» **GIVEN PROBLEM**
Arrange the records as a two-column Markdown table headed Row and Line, starting with the line containing "# segment --target black water pipe" and going on through the line containing "[[[569,155],[621,82],[483,0],[369,0],[355,18]]]", both included. Give one line per row, numbered in order, and leave out blank lines and pictures.

» **PROVIDED ENTRIES**
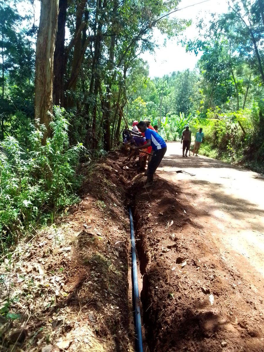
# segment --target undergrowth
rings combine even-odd
[[[12,137],[1,142],[0,245],[4,253],[36,223],[52,222],[58,211],[78,200],[81,178],[75,170],[83,147],[70,146],[65,116],[63,109],[54,107],[52,136],[44,145],[44,127],[33,125],[27,147]]]

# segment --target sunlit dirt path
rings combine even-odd
[[[264,177],[191,152],[183,158],[181,147],[168,144],[159,175],[182,188],[182,199],[221,259],[264,295]]]

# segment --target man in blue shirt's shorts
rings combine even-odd
[[[140,132],[145,133],[147,143],[144,145],[144,148],[147,148],[151,145],[153,150],[152,157],[147,167],[147,183],[145,185],[146,188],[150,187],[153,184],[154,174],[166,153],[167,145],[158,133],[147,128],[145,122],[140,121],[137,127]],[[141,147],[132,147],[133,149],[140,149]]]

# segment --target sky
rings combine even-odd
[[[182,0],[179,5],[179,8],[200,2],[202,0]],[[203,4],[188,7],[175,13],[172,16],[177,18],[191,19],[193,24],[182,34],[188,39],[193,39],[197,37],[197,31],[196,28],[197,19],[203,18],[207,22],[210,19],[210,13],[221,14],[227,11],[228,6],[226,0],[210,0]],[[179,38],[167,39],[165,46],[163,45],[166,36],[162,35],[157,29],[154,30],[153,39],[159,45],[155,50],[155,53],[144,53],[140,57],[147,61],[149,66],[149,76],[163,77],[173,71],[183,71],[187,69],[193,70],[201,54],[196,56],[193,53],[187,53],[184,48],[180,44],[178,44]]]

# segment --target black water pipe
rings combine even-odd
[[[132,216],[132,210],[129,208],[129,219],[130,221],[130,234],[131,235],[131,246],[132,252],[132,263],[131,265],[132,278],[132,297],[134,308],[134,322],[135,324],[136,341],[137,352],[143,352],[142,344],[142,333],[141,330],[141,317],[140,315],[139,296],[138,283],[138,272],[137,269],[137,257],[136,255],[135,236],[134,233],[134,224]]]

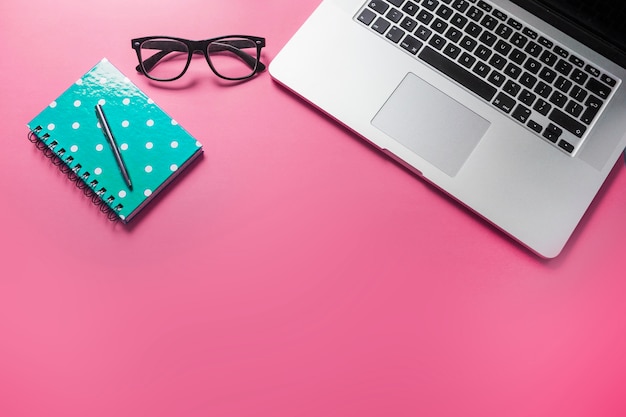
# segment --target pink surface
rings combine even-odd
[[[0,416],[626,415],[623,165],[544,261],[267,73],[134,71],[155,34],[270,62],[317,2],[2,2]],[[26,139],[105,56],[205,146],[129,228]]]

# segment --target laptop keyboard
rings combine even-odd
[[[569,155],[621,82],[483,0],[369,0],[355,18]]]

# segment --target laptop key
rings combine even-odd
[[[415,16],[415,13],[417,13],[418,10],[419,7],[417,7],[417,4],[412,1],[407,1],[404,7],[402,7],[402,11],[409,16]]]
[[[389,8],[389,5],[382,0],[375,0],[375,1],[370,1],[369,7],[370,9],[380,14],[383,14],[387,11],[387,9]]]
[[[497,90],[495,87],[487,84],[476,75],[465,70],[455,62],[450,61],[448,58],[442,56],[428,46],[424,47],[418,56],[424,62],[441,71],[443,74],[452,78],[459,84],[465,86],[467,89],[482,97],[484,100],[490,101],[496,94]]]
[[[563,129],[556,125],[553,125],[552,123],[550,123],[548,127],[546,127],[546,130],[543,131],[543,137],[548,139],[552,143],[556,143],[556,141],[559,140],[562,134]]]
[[[559,109],[552,110],[548,119],[552,120],[554,123],[558,124],[578,138],[581,138],[587,130],[587,127],[584,124],[580,123],[573,117],[568,116]]]
[[[515,111],[513,112],[511,116],[513,116],[515,120],[518,120],[522,123],[526,123],[526,121],[530,117],[530,114],[531,114],[531,111],[529,108],[524,107],[521,104],[518,104],[517,107],[515,108]]]
[[[543,126],[541,126],[534,120],[529,120],[527,126],[537,133],[541,133],[541,131],[543,130]]]
[[[500,93],[493,101],[493,105],[508,114],[513,110],[515,100],[504,93]]]
[[[559,147],[564,149],[567,153],[572,153],[574,152],[574,145],[572,145],[571,143],[561,139],[559,141]]]
[[[402,42],[400,42],[400,46],[413,55],[417,55],[417,52],[420,50],[422,45],[422,42],[418,41],[411,35],[406,35]]]
[[[374,13],[370,9],[363,10],[358,17],[359,22],[367,26],[369,26],[374,21],[374,19],[376,19],[376,13]]]
[[[376,22],[374,22],[374,24],[372,25],[372,29],[374,29],[376,32],[382,35],[383,33],[387,32],[387,29],[389,29],[389,26],[391,26],[391,23],[389,23],[382,17],[379,17],[378,19],[376,19]]]
[[[591,78],[587,83],[587,89],[593,94],[596,94],[600,98],[608,98],[611,94],[611,88],[606,84],[601,83],[595,78]]]

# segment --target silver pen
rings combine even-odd
[[[126,165],[124,164],[124,160],[122,159],[122,155],[120,154],[120,150],[117,147],[117,143],[115,142],[115,137],[113,137],[113,132],[111,132],[111,127],[107,122],[106,117],[104,116],[104,111],[102,110],[102,106],[96,104],[96,117],[100,122],[100,127],[102,128],[102,132],[104,136],[106,136],[109,141],[109,145],[111,145],[111,149],[113,149],[113,155],[115,155],[115,160],[117,161],[117,165],[122,172],[122,176],[124,177],[124,181],[126,181],[126,185],[131,190],[133,189],[133,184],[130,182],[130,177],[128,176],[128,170],[126,169]]]

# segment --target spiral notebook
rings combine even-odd
[[[132,179],[96,117],[100,105]],[[133,219],[202,153],[202,144],[106,58],[30,123],[29,138],[112,220]]]

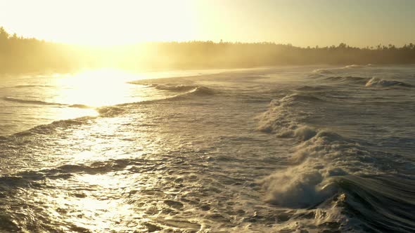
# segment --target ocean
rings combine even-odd
[[[0,232],[415,232],[414,66],[0,80]]]

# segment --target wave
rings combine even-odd
[[[54,86],[51,85],[18,85],[13,86],[13,88],[32,88],[32,87],[42,87],[42,88],[48,88],[48,87],[55,87]]]
[[[162,84],[151,84],[158,90],[170,91],[189,91],[193,90],[197,86],[186,85],[162,85]]]
[[[6,100],[6,101],[8,101],[8,102],[15,102],[30,104],[30,105],[37,105],[65,106],[65,107],[77,107],[77,108],[92,108],[92,107],[91,107],[91,106],[88,106],[86,105],[82,105],[82,104],[68,105],[68,104],[62,104],[62,103],[58,103],[58,102],[46,102],[46,101],[41,101],[41,100],[23,100],[23,99],[14,98],[11,98],[11,97],[4,97],[3,100]]]
[[[314,69],[312,71],[313,73],[314,74],[333,74],[334,72],[332,70],[330,69]]]
[[[390,86],[401,86],[401,87],[414,87],[412,85],[395,80],[385,80],[378,78],[371,78],[365,84],[369,87],[390,87]]]
[[[302,126],[298,124],[305,117],[305,114],[295,114],[293,108],[301,108],[304,105],[311,102],[321,103],[324,100],[311,95],[298,93],[288,94],[279,100],[273,100],[269,103],[268,110],[257,119],[260,124],[257,129],[266,133],[279,133],[281,137],[298,135],[303,130]],[[307,135],[305,134],[307,138]]]
[[[398,164],[405,162],[391,161],[399,155],[374,151],[365,142],[305,124],[303,116],[310,112],[305,106],[316,101],[322,100],[287,95],[272,100],[260,116],[260,130],[296,142],[286,158],[288,166],[257,181],[265,201],[312,215],[314,225],[414,232],[415,177],[396,175]]]
[[[151,104],[155,103],[162,101],[174,101],[174,100],[185,100],[189,98],[193,98],[195,96],[207,96],[207,95],[213,95],[215,91],[209,88],[200,86],[197,88],[194,88],[189,92],[186,92],[183,94],[179,94],[175,95],[172,98],[165,98],[165,99],[158,99],[158,100],[147,100],[147,101],[141,101],[141,102],[129,102],[129,103],[123,103],[120,105],[116,105],[113,106],[103,106],[101,107],[96,108],[95,109],[99,114],[98,116],[82,116],[79,118],[72,119],[65,119],[65,120],[60,120],[53,121],[49,124],[44,125],[39,125],[34,126],[29,130],[16,133],[12,136],[25,136],[25,135],[30,135],[32,134],[49,134],[52,133],[56,128],[67,128],[68,127],[70,127],[73,125],[80,125],[83,124],[86,124],[89,122],[89,120],[95,119],[96,117],[115,117],[119,116],[120,114],[124,114],[124,112],[128,112],[129,109],[132,107],[132,106],[137,105],[145,105],[145,104]],[[9,98],[7,98],[9,100]],[[13,101],[16,100],[16,101],[26,102],[24,100],[20,99],[12,99]],[[91,108],[88,105],[65,105],[65,104],[56,104],[56,103],[49,103],[42,101],[36,100],[29,100],[29,103],[34,103],[34,104],[39,104],[39,105],[58,105],[58,106],[66,106],[66,107],[78,107],[78,108]],[[46,103],[46,104],[45,104]],[[6,137],[7,138],[7,137]],[[1,138],[0,138],[1,140]]]
[[[8,102],[21,102],[25,104],[38,105],[55,105],[55,106],[66,106],[67,105],[57,102],[49,102],[41,100],[23,100],[18,99],[11,97],[4,97],[3,100]]]
[[[403,175],[347,175],[336,181],[343,211],[362,231],[414,232],[415,179]]]
[[[328,76],[325,77],[324,80],[331,81],[331,82],[337,82],[337,83],[342,83],[346,84],[357,84],[357,85],[365,85],[369,78],[364,78],[364,77],[357,77],[357,76]]]

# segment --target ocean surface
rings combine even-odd
[[[0,77],[0,232],[414,232],[415,67]]]

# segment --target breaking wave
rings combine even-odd
[[[414,232],[415,177],[396,175],[391,168],[397,166],[385,162],[395,154],[306,124],[304,116],[310,112],[305,106],[314,104],[324,102],[288,94],[273,100],[259,116],[260,131],[296,142],[288,167],[258,180],[265,201],[313,215],[318,209],[321,218],[314,220],[336,222],[345,231]]]
[[[55,86],[51,86],[51,85],[18,85],[18,86],[13,86],[13,88],[32,88],[32,87],[49,88],[49,87],[55,87]]]
[[[385,80],[378,78],[371,78],[366,83],[366,86],[370,87],[413,87],[412,85],[395,80]]]
[[[170,91],[189,91],[193,90],[197,86],[186,86],[186,85],[162,85],[162,84],[151,84],[151,86],[154,87],[158,90]]]
[[[8,101],[8,102],[20,102],[23,104],[30,104],[30,105],[51,105],[51,106],[65,106],[70,107],[77,107],[77,108],[91,108],[91,107],[82,105],[82,104],[75,104],[75,105],[68,105],[68,104],[62,104],[58,102],[50,102],[46,101],[41,101],[41,100],[23,100],[23,99],[18,99],[14,98],[11,97],[4,97],[4,100]]]

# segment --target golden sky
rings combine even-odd
[[[0,25],[47,41],[220,39],[295,46],[414,42],[411,0],[0,0]]]

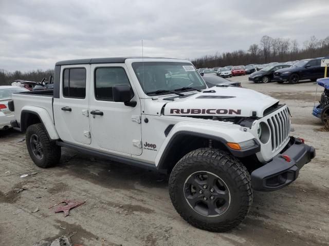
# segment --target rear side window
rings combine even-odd
[[[97,100],[113,101],[112,87],[129,85],[129,79],[123,68],[98,68],[95,71],[95,96]]]
[[[63,73],[63,95],[65,97],[86,97],[86,69],[66,68]]]
[[[317,66],[317,60],[312,60],[308,61],[308,65],[310,65],[311,67]]]

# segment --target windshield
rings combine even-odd
[[[0,100],[2,99],[9,99],[11,98],[11,94],[15,92],[23,92],[27,91],[24,88],[8,88],[0,89]]]
[[[275,66],[268,66],[267,67],[265,67],[265,68],[261,69],[261,71],[269,71],[275,67]]]
[[[230,69],[228,68],[221,68],[220,71],[221,72],[225,72],[225,71],[230,71]]]
[[[207,69],[204,71],[204,73],[213,73],[215,71],[212,69]]]
[[[294,64],[294,66],[296,67],[304,67],[305,65],[307,63],[309,60],[300,60],[298,63]]]
[[[244,69],[245,68],[244,67],[242,66],[237,66],[236,67],[233,67],[233,68],[232,68],[232,70],[240,70],[240,69]]]
[[[138,62],[133,63],[132,66],[145,93],[187,87],[198,89],[207,88],[200,75],[190,63]],[[162,94],[166,93],[163,92]]]

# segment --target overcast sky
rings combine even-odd
[[[0,69],[52,69],[58,60],[175,58],[247,50],[261,37],[329,36],[328,0],[0,0]]]

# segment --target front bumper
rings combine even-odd
[[[283,156],[289,157],[290,161]],[[256,191],[272,191],[285,187],[297,178],[299,170],[315,156],[314,148],[290,137],[283,152],[251,173],[252,188]]]
[[[261,80],[261,77],[249,77],[248,80],[249,81],[258,81]]]
[[[314,106],[313,108],[313,112],[312,112],[312,114],[318,118],[321,118],[321,113],[322,111],[322,109],[320,108],[320,104]]]
[[[273,77],[273,79],[272,79],[272,81],[279,81],[285,82],[286,81],[288,81],[288,79],[289,79],[289,75],[284,75],[281,74],[280,77],[275,75]]]

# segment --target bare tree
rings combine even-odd
[[[261,46],[263,48],[263,54],[265,63],[267,62],[269,59],[271,44],[272,40],[273,38],[267,35],[263,36],[261,38]]]

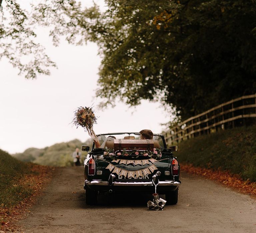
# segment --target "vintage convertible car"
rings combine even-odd
[[[178,202],[180,165],[167,148],[164,136],[154,134],[153,140],[140,139],[139,133],[97,135],[100,148],[83,146],[88,152],[84,161],[84,188],[86,202],[96,204],[97,195],[113,191],[155,192],[165,194],[167,204]]]

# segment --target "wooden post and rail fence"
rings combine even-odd
[[[245,96],[191,117],[162,134],[170,145],[220,130],[256,122],[256,94]]]

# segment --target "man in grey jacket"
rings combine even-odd
[[[72,154],[72,157],[73,157],[74,160],[73,161],[75,166],[80,166],[81,165],[81,163],[80,162],[80,158],[81,157],[81,153],[79,151],[79,149],[78,148],[76,148],[75,151],[73,152]]]

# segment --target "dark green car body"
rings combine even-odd
[[[139,135],[138,133],[119,133],[99,134],[102,135],[120,135],[133,134]],[[92,149],[88,152],[84,161],[84,177],[85,181],[84,188],[86,190],[86,202],[89,204],[94,204],[97,202],[97,194],[100,193],[114,191],[145,192],[153,193],[155,192],[155,186],[152,183],[152,176],[158,172],[158,178],[159,180],[157,186],[157,192],[160,194],[165,194],[169,204],[176,204],[178,201],[178,190],[181,182],[179,180],[180,167],[177,158],[173,154],[172,150],[167,148],[164,136],[159,134],[154,134],[154,138],[160,141],[161,151],[162,156],[158,158],[157,161],[154,164],[157,169],[150,174],[147,174],[137,178],[136,177],[128,178],[121,176],[120,174],[113,174],[106,167],[111,164],[116,167],[127,171],[135,171],[148,168],[153,163],[150,164],[135,165],[134,163],[127,165],[120,164],[113,162],[112,158],[103,156],[105,150],[103,148],[94,148],[94,144]],[[130,159],[136,160],[150,158],[145,157],[142,155],[136,156],[130,155],[127,156],[121,156],[120,159]],[[89,163],[94,163],[95,170],[93,174],[88,173]],[[177,167],[178,170],[174,172],[172,170],[172,162],[175,160]],[[91,160],[90,162],[90,160]],[[168,203],[168,202],[169,203]]]

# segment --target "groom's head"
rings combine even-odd
[[[141,139],[153,139],[153,133],[150,129],[142,129],[140,131]]]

» **RESPONSE**
| Row | Line |
|---|---|
| 1 | # segment --target black water pipe |
| 2 | rings combine even-odd |
| 3 | [[[132,216],[132,210],[129,208],[129,219],[130,221],[130,234],[131,235],[131,246],[132,252],[132,263],[131,265],[132,278],[132,297],[134,308],[134,322],[135,324],[136,341],[137,352],[143,352],[142,344],[142,333],[141,330],[141,317],[140,315],[139,296],[138,283],[138,272],[137,269],[137,257],[136,255],[135,236],[134,233],[134,224]]] |
| 4 | # segment --target pink surface |
| 5 | rings combine even-odd |
| 6 | [[[0,416],[626,415],[623,165],[544,261],[267,73],[134,71],[155,34],[270,62],[317,2],[2,2]],[[26,139],[105,56],[205,146],[129,228]]] |
| 7 | # segment --target laptop keyboard |
| 8 | rings combine even-odd |
| 9 | [[[569,155],[621,82],[483,0],[369,0],[355,18]]] |